[DATA TO PROCESS Boundary: Start]
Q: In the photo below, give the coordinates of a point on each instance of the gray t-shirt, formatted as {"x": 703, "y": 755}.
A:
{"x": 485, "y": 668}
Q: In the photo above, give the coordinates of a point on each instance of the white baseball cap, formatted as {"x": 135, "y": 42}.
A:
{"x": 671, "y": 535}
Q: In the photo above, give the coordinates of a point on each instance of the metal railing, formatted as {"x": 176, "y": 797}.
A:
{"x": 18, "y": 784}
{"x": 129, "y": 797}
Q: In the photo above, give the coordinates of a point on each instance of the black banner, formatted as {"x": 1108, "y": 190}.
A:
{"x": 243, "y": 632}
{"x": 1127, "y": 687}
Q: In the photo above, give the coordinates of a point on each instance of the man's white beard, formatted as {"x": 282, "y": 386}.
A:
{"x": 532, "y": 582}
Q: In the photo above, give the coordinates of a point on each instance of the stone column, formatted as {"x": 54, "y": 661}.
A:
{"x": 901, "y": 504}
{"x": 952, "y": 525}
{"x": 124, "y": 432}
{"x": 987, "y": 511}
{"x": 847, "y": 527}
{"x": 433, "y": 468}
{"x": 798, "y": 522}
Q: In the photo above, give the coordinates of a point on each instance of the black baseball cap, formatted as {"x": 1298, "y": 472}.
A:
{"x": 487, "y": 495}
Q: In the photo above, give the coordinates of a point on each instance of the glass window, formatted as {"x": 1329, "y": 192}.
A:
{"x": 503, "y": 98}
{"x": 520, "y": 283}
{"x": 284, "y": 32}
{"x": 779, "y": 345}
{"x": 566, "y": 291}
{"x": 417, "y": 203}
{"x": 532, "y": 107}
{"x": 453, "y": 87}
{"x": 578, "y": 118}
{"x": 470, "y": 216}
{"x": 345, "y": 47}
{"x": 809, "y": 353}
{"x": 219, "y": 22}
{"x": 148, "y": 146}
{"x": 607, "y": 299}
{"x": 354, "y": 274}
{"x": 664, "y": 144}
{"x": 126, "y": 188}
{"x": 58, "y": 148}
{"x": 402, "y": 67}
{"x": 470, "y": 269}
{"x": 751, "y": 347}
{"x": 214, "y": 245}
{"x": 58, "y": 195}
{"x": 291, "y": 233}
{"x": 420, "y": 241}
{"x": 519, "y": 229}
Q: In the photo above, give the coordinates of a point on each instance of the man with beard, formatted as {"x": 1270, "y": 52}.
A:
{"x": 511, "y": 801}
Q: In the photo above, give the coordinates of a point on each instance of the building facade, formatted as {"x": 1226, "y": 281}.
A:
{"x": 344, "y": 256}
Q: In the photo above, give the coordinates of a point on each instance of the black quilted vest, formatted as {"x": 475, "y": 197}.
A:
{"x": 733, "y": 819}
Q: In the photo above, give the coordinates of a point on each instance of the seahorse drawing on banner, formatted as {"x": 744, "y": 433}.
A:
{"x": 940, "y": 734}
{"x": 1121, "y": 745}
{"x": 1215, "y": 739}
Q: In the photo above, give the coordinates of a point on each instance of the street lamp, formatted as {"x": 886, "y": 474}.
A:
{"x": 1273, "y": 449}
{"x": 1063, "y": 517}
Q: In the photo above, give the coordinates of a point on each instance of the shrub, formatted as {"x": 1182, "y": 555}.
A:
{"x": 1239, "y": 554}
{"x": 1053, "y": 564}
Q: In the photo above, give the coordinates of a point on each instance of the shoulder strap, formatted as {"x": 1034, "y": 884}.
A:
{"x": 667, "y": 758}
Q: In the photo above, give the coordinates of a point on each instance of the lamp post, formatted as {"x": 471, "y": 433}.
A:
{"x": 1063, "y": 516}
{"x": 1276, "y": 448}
[DATA TO PROCESS Boundary: End]
* _WHAT THE TASK ASKS_: Filter the records, keeping only lines that contain "white", and show those lines.

* _REPLY_:
Q: In the photo above, give the coordinates of a point on each instance of the white baseball cap, formatted as {"x": 135, "y": 42}.
Q: In the photo above, give the coordinates of a point on each instance of the man's white beard, formatted as {"x": 282, "y": 386}.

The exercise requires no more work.